◆ **PROBLEM REQUIREMENTS**:
Please reproduce word for word the entries starting with the line that contains "308, row 329." and going on through the line that contains "column 465, row 81", omitting the pictures.

· · · ·

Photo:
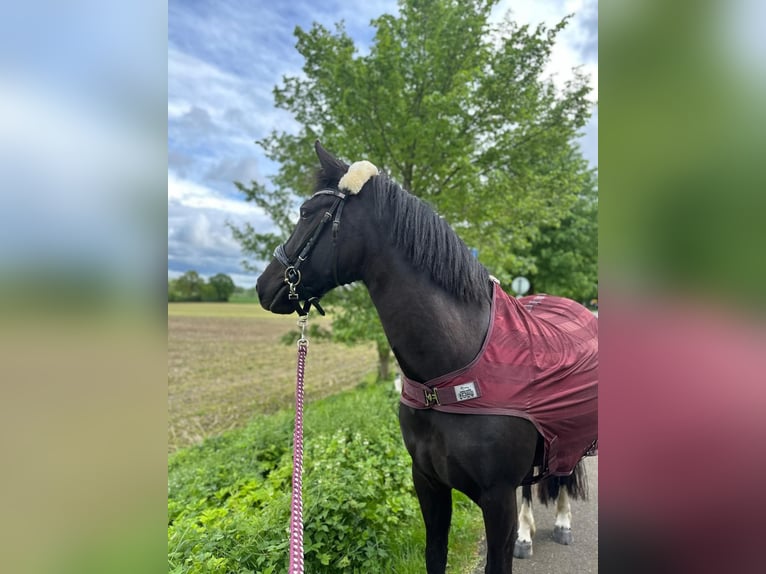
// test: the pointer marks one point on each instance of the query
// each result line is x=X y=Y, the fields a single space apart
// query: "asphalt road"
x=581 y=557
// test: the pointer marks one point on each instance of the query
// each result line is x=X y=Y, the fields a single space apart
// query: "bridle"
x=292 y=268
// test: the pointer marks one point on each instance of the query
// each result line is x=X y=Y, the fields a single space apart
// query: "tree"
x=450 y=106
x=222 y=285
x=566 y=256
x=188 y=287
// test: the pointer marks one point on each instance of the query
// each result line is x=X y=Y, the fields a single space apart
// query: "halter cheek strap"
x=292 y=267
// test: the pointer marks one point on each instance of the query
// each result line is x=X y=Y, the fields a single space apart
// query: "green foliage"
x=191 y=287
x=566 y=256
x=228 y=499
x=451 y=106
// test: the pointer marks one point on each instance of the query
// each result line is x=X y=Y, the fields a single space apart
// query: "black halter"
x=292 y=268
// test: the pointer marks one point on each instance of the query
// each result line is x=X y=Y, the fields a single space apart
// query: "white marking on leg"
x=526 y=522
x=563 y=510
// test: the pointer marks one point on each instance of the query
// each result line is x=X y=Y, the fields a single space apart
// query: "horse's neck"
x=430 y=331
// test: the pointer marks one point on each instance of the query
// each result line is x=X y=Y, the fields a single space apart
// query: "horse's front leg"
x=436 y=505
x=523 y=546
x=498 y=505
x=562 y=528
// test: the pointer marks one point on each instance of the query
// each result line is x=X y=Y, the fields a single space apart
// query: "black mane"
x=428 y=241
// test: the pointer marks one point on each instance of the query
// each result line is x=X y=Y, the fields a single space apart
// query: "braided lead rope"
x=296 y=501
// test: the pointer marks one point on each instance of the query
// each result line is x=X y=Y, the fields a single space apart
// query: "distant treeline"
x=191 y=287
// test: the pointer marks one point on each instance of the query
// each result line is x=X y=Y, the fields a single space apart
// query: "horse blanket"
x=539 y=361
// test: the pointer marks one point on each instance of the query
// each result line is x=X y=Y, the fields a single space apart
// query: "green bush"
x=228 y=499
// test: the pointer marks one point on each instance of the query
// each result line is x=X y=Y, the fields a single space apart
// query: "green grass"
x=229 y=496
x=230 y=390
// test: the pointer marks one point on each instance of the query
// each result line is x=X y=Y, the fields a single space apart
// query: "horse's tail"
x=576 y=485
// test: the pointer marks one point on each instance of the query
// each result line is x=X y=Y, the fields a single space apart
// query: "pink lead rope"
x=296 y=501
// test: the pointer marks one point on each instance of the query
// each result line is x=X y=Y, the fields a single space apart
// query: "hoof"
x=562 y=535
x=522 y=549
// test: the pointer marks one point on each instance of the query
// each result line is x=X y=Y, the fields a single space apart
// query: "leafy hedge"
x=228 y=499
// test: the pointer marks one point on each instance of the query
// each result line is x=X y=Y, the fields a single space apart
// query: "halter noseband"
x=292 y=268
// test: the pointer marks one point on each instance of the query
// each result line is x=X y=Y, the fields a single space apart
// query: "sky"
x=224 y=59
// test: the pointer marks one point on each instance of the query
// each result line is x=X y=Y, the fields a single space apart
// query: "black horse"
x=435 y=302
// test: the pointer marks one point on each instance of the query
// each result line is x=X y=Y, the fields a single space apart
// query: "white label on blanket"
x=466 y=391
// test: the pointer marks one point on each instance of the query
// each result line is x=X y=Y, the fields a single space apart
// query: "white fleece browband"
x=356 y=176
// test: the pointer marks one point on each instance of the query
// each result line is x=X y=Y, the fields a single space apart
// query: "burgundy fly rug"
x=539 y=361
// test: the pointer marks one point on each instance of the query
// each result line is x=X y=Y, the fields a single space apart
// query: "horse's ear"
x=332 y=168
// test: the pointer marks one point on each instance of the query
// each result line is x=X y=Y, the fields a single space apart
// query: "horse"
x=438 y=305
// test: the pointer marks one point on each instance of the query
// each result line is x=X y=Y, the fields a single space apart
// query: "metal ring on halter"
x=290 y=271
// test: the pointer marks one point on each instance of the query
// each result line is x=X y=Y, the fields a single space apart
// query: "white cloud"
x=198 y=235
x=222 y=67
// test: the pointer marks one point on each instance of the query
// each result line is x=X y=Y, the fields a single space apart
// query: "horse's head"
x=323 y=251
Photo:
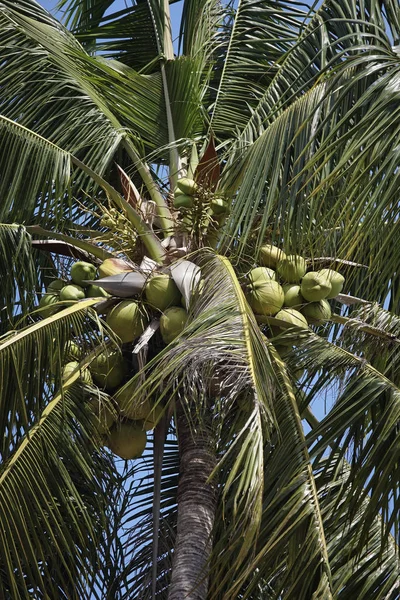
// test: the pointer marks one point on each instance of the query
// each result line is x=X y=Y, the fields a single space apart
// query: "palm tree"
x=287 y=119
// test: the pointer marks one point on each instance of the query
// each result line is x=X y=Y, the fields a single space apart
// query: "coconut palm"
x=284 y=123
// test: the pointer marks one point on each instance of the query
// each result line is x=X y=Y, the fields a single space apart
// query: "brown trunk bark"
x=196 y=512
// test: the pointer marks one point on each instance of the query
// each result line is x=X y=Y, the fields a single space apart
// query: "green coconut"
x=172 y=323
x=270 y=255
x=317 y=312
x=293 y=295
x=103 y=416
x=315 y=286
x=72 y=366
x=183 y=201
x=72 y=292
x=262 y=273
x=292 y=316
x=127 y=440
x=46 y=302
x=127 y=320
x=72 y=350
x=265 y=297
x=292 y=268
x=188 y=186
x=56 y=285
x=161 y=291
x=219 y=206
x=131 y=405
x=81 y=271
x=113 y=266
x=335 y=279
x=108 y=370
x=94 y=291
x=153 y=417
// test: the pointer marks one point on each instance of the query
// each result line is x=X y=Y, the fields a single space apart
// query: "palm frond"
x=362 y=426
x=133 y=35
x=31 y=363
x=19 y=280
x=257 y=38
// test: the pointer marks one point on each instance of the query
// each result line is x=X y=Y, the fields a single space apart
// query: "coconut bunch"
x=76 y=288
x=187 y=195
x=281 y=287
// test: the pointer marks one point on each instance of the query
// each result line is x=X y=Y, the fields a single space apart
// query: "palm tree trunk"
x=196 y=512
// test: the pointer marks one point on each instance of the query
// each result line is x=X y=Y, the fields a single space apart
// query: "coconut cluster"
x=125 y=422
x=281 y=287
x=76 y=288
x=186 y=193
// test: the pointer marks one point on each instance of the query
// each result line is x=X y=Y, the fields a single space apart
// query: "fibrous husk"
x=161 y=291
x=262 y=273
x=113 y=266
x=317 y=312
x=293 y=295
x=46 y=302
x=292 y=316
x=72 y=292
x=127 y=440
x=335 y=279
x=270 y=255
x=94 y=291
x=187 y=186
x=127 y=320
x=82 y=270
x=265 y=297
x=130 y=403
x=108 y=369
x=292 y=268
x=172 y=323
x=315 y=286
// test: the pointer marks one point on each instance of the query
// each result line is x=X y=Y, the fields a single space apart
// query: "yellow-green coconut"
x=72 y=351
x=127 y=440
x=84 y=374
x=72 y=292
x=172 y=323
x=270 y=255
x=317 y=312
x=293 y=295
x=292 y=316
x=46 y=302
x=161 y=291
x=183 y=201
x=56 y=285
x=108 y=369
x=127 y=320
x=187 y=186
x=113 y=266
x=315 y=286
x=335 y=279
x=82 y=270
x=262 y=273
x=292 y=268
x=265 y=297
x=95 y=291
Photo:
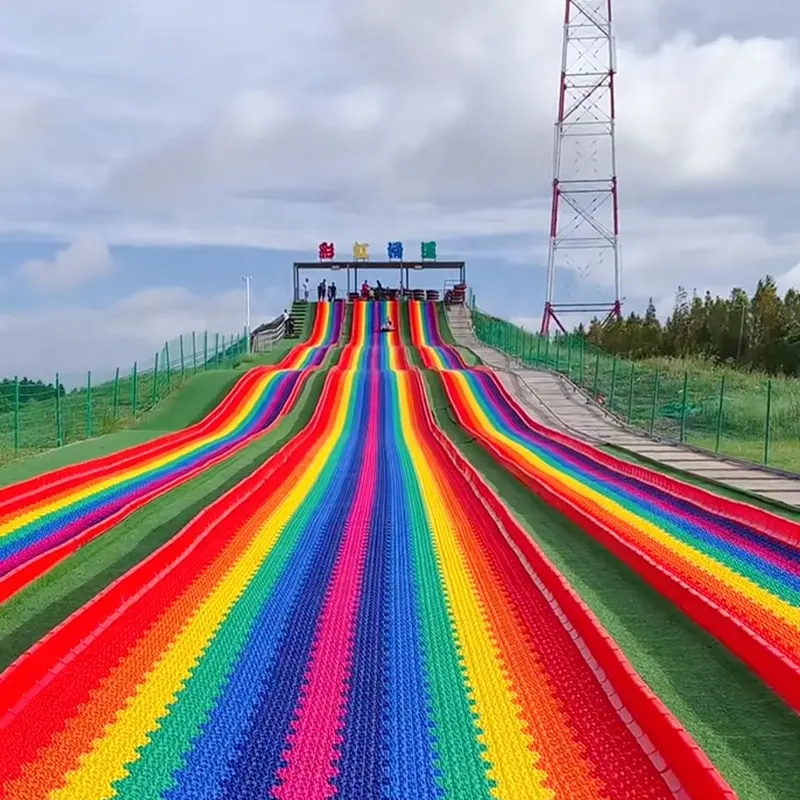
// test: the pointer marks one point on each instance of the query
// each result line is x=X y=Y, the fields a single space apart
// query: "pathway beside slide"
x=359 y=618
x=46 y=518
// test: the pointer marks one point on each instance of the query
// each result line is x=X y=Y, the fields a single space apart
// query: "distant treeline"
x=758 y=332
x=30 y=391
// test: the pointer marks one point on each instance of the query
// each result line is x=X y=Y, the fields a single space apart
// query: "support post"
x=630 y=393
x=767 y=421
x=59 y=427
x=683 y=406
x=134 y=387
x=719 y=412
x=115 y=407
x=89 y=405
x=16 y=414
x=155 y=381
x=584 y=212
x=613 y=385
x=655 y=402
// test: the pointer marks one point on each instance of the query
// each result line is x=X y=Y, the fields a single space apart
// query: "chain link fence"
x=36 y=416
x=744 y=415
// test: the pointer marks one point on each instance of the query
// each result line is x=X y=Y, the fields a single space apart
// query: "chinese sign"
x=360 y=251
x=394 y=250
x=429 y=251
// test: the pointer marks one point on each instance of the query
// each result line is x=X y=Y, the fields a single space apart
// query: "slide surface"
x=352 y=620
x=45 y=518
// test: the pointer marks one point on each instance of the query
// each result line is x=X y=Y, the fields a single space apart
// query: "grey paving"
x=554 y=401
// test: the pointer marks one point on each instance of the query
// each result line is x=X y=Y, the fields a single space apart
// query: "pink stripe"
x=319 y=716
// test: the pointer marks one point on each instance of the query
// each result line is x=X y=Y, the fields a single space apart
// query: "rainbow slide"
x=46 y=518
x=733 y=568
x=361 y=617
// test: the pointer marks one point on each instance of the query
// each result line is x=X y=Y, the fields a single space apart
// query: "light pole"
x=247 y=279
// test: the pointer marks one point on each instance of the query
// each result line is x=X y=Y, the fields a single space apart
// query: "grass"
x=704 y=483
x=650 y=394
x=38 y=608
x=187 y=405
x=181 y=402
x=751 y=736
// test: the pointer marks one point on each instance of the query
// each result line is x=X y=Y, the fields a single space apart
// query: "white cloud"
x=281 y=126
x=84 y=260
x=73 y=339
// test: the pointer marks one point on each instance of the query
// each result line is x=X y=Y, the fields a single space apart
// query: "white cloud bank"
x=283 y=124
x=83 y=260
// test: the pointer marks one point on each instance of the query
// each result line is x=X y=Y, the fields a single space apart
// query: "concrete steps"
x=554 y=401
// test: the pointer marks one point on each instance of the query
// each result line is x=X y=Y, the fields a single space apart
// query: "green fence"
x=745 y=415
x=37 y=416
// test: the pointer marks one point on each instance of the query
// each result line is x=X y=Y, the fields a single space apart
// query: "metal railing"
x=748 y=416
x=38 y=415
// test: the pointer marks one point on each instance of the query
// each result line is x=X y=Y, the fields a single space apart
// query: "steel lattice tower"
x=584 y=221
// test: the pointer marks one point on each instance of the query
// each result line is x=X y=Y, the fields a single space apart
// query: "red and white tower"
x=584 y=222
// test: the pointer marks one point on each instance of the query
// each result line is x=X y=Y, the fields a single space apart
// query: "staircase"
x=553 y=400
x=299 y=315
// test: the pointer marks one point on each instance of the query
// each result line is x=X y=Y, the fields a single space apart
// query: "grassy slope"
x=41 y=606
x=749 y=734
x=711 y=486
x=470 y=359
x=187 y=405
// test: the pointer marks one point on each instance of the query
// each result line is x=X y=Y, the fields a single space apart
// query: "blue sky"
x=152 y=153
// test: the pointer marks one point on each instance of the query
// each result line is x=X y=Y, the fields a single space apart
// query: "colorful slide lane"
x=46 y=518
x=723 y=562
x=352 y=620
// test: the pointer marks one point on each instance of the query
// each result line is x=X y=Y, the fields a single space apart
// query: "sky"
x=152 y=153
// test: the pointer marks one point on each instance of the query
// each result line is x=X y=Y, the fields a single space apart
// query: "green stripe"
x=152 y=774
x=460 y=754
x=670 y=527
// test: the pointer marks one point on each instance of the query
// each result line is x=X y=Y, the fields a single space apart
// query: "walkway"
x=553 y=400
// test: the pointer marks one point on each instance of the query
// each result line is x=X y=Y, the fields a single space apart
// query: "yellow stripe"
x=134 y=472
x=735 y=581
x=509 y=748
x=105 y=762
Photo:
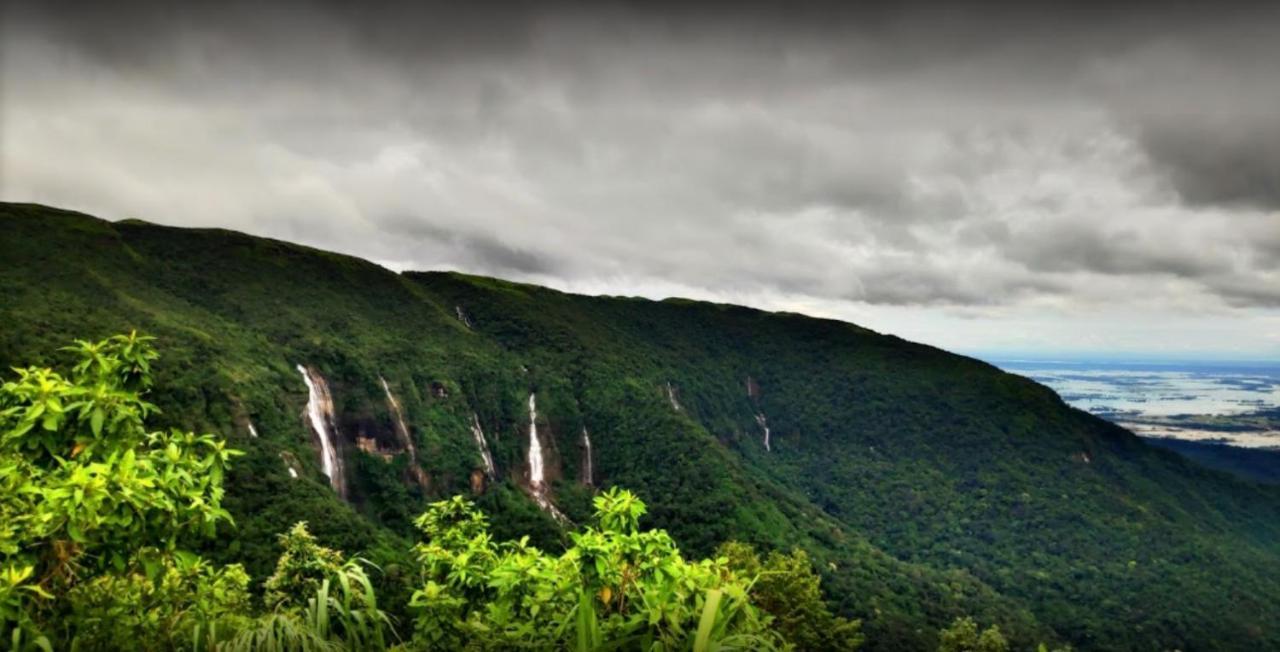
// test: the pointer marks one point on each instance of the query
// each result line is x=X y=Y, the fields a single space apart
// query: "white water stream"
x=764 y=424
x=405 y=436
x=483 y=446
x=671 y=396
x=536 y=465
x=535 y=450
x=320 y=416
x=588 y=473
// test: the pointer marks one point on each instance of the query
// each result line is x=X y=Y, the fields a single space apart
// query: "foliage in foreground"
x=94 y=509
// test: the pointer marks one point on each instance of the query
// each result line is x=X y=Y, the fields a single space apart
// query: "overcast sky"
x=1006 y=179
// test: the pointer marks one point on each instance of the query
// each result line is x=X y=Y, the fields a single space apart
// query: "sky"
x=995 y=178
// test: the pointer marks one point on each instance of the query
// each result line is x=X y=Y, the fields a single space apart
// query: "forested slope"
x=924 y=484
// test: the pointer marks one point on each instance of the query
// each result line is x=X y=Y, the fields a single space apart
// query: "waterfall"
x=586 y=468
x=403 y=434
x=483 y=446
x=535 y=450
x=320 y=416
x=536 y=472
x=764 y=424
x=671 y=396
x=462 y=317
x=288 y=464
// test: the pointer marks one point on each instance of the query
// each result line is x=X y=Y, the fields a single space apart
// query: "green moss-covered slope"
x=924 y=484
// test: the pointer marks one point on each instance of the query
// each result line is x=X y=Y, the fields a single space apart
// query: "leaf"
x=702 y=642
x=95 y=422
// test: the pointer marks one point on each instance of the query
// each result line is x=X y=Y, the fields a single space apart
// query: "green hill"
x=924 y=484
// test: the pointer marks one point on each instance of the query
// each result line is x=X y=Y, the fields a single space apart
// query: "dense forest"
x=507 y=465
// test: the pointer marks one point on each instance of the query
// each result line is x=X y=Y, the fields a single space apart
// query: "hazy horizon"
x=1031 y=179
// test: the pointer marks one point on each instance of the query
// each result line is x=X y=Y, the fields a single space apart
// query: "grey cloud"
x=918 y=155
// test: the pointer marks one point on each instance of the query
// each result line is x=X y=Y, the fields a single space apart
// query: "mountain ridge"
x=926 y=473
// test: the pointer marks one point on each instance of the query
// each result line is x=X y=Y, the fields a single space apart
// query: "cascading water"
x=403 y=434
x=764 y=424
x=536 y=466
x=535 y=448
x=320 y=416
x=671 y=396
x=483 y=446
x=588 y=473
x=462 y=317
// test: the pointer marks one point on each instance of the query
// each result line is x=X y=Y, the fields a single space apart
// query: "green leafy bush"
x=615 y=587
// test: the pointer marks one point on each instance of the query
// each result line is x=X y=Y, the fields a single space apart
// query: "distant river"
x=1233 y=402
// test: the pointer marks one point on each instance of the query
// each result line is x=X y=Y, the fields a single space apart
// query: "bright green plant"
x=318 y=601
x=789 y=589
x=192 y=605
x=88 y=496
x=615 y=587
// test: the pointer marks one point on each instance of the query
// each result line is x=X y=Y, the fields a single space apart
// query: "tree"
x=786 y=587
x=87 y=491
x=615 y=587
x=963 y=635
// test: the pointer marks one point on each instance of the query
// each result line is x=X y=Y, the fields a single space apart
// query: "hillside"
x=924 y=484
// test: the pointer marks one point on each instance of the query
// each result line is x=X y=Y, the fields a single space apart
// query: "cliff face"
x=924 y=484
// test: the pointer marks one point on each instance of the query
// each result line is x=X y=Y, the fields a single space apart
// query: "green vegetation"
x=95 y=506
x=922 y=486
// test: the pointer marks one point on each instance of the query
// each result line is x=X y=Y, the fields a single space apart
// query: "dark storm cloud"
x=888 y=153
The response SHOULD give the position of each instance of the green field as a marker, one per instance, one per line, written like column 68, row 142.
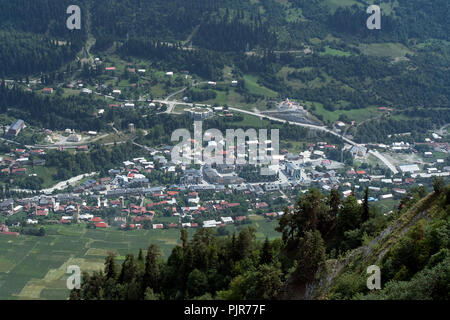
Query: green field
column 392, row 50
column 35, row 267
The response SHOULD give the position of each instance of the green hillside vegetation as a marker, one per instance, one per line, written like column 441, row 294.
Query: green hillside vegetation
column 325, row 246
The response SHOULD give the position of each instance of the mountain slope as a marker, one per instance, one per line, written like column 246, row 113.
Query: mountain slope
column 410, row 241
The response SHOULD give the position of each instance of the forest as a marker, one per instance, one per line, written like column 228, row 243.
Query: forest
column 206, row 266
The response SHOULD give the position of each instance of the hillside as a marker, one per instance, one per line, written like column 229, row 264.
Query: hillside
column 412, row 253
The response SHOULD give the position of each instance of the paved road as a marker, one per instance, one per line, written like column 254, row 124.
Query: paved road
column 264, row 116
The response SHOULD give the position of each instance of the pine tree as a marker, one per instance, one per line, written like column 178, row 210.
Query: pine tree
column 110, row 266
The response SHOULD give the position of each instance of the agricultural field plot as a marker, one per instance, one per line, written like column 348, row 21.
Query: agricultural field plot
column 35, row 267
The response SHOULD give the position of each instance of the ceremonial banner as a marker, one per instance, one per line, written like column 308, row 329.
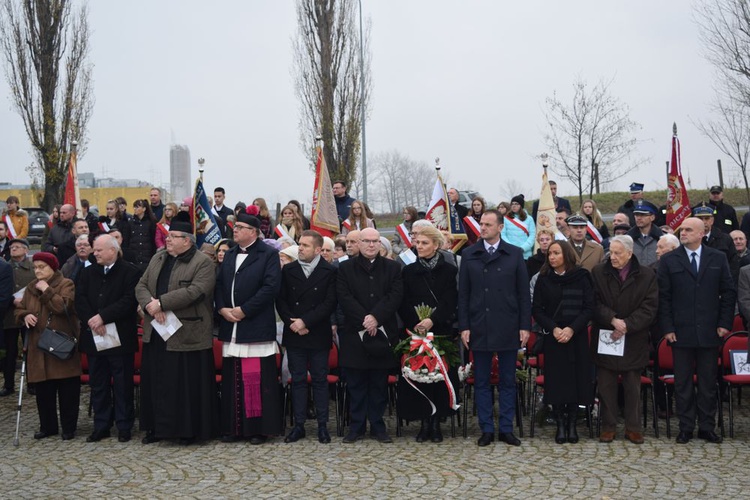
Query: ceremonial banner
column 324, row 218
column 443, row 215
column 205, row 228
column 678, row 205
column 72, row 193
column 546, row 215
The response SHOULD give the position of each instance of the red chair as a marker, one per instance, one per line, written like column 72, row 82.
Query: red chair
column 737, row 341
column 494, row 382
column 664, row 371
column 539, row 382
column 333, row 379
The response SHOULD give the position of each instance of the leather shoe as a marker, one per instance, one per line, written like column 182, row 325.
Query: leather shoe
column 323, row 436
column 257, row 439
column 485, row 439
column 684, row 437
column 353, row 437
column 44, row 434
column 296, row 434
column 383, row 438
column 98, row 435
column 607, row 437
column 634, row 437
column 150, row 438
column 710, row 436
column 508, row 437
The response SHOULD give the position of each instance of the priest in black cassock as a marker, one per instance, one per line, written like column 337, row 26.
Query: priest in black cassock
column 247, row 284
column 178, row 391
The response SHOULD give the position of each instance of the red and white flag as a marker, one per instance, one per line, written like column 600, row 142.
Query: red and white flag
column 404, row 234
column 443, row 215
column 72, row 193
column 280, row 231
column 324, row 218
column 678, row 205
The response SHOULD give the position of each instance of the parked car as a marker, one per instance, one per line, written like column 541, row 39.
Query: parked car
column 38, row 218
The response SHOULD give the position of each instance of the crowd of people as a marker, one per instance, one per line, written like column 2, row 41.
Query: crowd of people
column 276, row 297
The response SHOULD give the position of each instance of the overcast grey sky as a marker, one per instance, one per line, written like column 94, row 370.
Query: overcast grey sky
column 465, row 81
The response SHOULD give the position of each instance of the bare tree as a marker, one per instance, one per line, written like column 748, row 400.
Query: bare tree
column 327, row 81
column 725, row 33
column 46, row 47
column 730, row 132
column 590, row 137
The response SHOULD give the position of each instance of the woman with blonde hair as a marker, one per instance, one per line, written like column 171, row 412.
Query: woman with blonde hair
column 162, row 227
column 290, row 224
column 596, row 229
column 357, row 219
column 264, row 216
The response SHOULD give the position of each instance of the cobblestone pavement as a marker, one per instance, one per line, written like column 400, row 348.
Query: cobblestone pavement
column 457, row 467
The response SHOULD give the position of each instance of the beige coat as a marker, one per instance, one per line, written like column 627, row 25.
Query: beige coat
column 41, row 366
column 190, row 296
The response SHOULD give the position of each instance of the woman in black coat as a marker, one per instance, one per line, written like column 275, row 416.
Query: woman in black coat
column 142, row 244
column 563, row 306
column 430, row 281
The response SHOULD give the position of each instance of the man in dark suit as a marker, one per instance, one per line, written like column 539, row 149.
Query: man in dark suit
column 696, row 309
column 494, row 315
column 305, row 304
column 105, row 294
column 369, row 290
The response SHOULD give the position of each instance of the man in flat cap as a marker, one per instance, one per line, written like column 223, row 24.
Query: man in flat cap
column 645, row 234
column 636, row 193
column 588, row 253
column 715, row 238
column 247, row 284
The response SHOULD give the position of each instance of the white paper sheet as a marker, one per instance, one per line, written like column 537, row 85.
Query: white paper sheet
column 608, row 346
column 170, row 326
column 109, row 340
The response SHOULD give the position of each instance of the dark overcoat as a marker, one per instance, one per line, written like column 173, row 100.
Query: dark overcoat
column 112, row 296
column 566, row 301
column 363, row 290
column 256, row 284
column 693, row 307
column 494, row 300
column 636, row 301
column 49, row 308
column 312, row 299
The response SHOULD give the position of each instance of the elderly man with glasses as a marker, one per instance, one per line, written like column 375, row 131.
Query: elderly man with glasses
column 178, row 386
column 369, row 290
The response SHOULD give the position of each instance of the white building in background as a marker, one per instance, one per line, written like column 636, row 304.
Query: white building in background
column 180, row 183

· · · ·

◆ **RESPONSE BELOW**:
The response SHOULD give the position of each instance of the ceremonial banner as a marker, one per instance, one per line, written like column 308, row 329.
Query: ceremonial banner
column 324, row 218
column 443, row 215
column 205, row 228
column 678, row 205
column 72, row 193
column 546, row 215
The response SHOULD give the position of each instance of the red chair as a marker, one per instance, one per line, written like column 72, row 82.
Query: red chair
column 737, row 341
column 494, row 382
column 664, row 371
column 539, row 382
column 333, row 379
The response SHOULD give the position of each instance of the leather shoe as a marker, one per instance, one per line, written like column 182, row 325.
Query: leather shoe
column 323, row 436
column 257, row 439
column 485, row 439
column 684, row 437
column 353, row 437
column 44, row 434
column 296, row 434
column 383, row 438
column 98, row 435
column 607, row 437
column 634, row 437
column 150, row 438
column 710, row 436
column 508, row 437
The response SHOULD give the position of each instance of the priest in black cassock as a marker, one per instance, one per line, written like column 337, row 26.
Query: priest in black cassock
column 247, row 284
column 178, row 391
The response SHOULD give the position of each instance of the red and white flag as a marker, one per instance, one per line, written like column 600, row 142.
Query: red and white flag
column 404, row 234
column 443, row 215
column 72, row 193
column 280, row 231
column 324, row 218
column 678, row 205
The response SHOULD give the position of each instance of the parked car as a marker, one per instance, one per line, written like column 541, row 39.
Query: parked car
column 38, row 218
The response SHOULD give the position of each instance of the crowd of people as a marker, one per instance, one per line, written like column 2, row 41.
Query: crowd of people
column 276, row 297
The response SHOULD give the position of each instance of the overcast grey sky as a marker, one per instance, one per line, written like column 94, row 370.
Query: overcast grey sky
column 465, row 81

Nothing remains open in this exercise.